● **CONSIGNE**
Selon l'extrait du document, sur quels trois textes repose le système électoral prussien ?

● **EXTRAIT DU DOCUMENT**
- - -

Achetez en France une propriété : vous devrez payer immédiatement à l’enregistrement un droit de près de 7 pour 100 (exactement 6, 875 pour 100), soit 68 fr. 75 par chaque mille francs du prix d’achat ; — 687 fr. 50 pour 10000 francs ; — 6875 francs pour 100 000 francs, etc. Achetez une propriété du même prix en Prusse, — vous n’aurez que quelques droits le timbre à payer au fisc. Il suffira de payer votre vendeur. Sans doute vous devrez, une fois devenu propriétaire, payer l’Einkommensteuer sur le revenu de cette propriété (et son taux variera selon votre revenu total) ; mais vous ne serez pas exempt, en France, de l’impôt foncier correspondant. Toutes les propriétés, en définitive, sont imposées chez nous sur leur revenu, quoique l’impôt ne porte pas ce nom !

La propriété, en Prusse, est donc actuellement plus favorisée qu’en France, notablement moins imposée ; mais combien notre situation ne serait-elle pas aggravée si on venait encore superposer aux impôts existans un nouvel impôt sur le revenu ?

Il frapperait en effet la propriété française, par rapport à la propriété prussienne, d’une surtaxe immédiate représentant une cinquantaine d’années accumulées d’Einkommensteuer ! Voilà bien les « réformes » des thaumaturges parlementaires !

Ces différences suffiraient à elles seules pour montrer que l’on ne saurait tirer argument du système prussien pour le justifier en France : la comparaison des deux États au point de vue constitutionnel et politique en fait apparaître de bien plus profondes. Par notre système électoral, dont le suffrage universel pur est le grand ressort, par le mécanisme intérieur de nos projets d’impôt sur le revenu tendant à affranchir de l’impôt la majorité des électeurs, il se trouverait que l’impôt serait fixé, décrété par ceux qui ne le payeraient pas, au lieu d’être « consenti » par ceux qui le payent, suivant le principe essentiel du droit moderne.

En Prusse, les choses vont bien différemment ! Plus on y paye d’impôt sur le revenu, plus on y possède de suffrages. Le droit électoral, au lieu d’y être en raison in verso des charges fiscales, s’y trouve mesuré par elles. Plus on est contribuable, plus on est électeur. C’est l’inverse de la « réforme » socialiste, dont l’objet avoué est de détruire la propriété individuelle, le capital, et dont le résultat serait de livrer pieds et poings liés les payeurs de l’impôt à l’arbitraire des non-payeurs rendus les plus nombreux, et souverains par la loi du suffrage universel et du régime majoritaire.

Le système électoral prussien repose sur la Constitution du 31 janvier 1850, sur l’ordonnance royale du 30 mai 1859, et sur la loi du 29 juin 1893. En vertu de ces textes, les membres de la Chambre des députés, le Landtag, sont nommés au second degré. Les électeurs du second degré, ceux qui font l’élection des députés et qui sont appelés Wahlmann (hommes votans) sont eux-mêmes élus par les électeurs primaires (Urwähler) dans les conditions suivantes.

- - -

● **DONNÉES FOURNIES**
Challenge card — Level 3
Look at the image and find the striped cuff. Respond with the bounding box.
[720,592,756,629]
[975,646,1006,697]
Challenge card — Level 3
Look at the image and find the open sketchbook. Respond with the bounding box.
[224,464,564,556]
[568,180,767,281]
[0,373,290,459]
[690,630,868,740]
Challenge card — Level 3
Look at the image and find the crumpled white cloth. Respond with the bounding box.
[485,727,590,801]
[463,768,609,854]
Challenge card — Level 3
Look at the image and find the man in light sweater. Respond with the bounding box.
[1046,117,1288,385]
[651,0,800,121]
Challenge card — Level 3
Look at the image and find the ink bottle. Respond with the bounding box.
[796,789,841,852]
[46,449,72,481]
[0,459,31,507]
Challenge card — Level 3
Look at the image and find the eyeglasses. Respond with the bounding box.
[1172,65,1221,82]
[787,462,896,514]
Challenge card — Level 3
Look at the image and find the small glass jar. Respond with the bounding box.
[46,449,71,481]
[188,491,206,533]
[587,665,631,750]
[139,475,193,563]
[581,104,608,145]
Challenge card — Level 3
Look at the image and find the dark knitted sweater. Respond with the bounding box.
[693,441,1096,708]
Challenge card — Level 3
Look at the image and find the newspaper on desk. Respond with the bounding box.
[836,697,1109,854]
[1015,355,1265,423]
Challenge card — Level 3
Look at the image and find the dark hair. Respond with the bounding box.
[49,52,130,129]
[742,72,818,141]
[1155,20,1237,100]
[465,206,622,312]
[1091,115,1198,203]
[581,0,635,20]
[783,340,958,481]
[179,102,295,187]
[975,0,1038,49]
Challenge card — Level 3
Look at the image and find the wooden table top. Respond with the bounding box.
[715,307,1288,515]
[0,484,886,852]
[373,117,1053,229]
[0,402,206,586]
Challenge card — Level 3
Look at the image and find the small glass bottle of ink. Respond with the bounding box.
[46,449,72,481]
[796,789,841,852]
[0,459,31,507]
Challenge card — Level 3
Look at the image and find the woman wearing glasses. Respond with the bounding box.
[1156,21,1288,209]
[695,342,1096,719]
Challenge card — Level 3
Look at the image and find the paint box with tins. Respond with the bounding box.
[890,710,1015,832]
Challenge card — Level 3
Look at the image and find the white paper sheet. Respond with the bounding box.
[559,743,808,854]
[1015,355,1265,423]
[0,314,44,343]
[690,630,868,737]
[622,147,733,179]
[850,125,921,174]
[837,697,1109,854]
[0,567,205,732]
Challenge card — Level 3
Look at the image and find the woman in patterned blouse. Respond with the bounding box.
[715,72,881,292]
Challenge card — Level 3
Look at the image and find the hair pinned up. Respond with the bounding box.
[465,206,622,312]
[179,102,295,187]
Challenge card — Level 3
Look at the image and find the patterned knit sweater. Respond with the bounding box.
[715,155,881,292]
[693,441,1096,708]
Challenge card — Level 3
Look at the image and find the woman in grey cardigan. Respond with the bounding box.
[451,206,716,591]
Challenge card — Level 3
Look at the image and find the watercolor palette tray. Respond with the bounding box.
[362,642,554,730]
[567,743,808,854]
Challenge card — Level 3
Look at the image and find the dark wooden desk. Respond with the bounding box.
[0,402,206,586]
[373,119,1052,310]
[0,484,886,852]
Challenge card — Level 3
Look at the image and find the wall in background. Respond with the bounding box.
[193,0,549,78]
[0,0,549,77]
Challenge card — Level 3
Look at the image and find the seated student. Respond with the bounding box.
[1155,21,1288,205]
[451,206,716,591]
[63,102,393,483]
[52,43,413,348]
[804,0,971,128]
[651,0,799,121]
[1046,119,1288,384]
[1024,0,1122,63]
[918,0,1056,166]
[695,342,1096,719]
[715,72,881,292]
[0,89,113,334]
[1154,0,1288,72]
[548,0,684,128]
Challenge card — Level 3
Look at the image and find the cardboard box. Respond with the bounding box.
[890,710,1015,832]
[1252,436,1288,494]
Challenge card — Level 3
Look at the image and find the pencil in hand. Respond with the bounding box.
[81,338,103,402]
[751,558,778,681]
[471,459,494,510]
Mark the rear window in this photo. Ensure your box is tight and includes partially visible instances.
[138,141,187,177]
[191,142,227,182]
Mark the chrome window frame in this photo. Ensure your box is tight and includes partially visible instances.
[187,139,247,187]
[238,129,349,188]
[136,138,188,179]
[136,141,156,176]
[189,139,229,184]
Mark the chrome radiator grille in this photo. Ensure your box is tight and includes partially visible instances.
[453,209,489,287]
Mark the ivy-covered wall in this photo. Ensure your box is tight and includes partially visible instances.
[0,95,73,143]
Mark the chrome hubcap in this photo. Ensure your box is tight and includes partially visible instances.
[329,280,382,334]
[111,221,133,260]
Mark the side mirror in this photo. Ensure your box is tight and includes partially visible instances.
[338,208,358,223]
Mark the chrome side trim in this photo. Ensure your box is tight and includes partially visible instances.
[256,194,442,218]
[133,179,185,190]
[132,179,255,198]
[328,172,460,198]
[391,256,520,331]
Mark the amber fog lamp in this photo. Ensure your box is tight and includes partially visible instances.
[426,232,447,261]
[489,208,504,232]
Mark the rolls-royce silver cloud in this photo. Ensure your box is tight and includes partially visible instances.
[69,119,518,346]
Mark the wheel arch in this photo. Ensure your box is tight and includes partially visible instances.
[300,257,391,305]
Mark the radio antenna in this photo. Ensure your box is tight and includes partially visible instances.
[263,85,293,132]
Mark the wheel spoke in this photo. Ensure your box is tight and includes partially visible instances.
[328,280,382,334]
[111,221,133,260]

- - -

● **RÉPONSE RÉDIGÉE**
Il repose sur la Constitution du 31 janvier 1850, l'ordonnance royale du 30 mai 1859 et la loi du 29 juin 1893.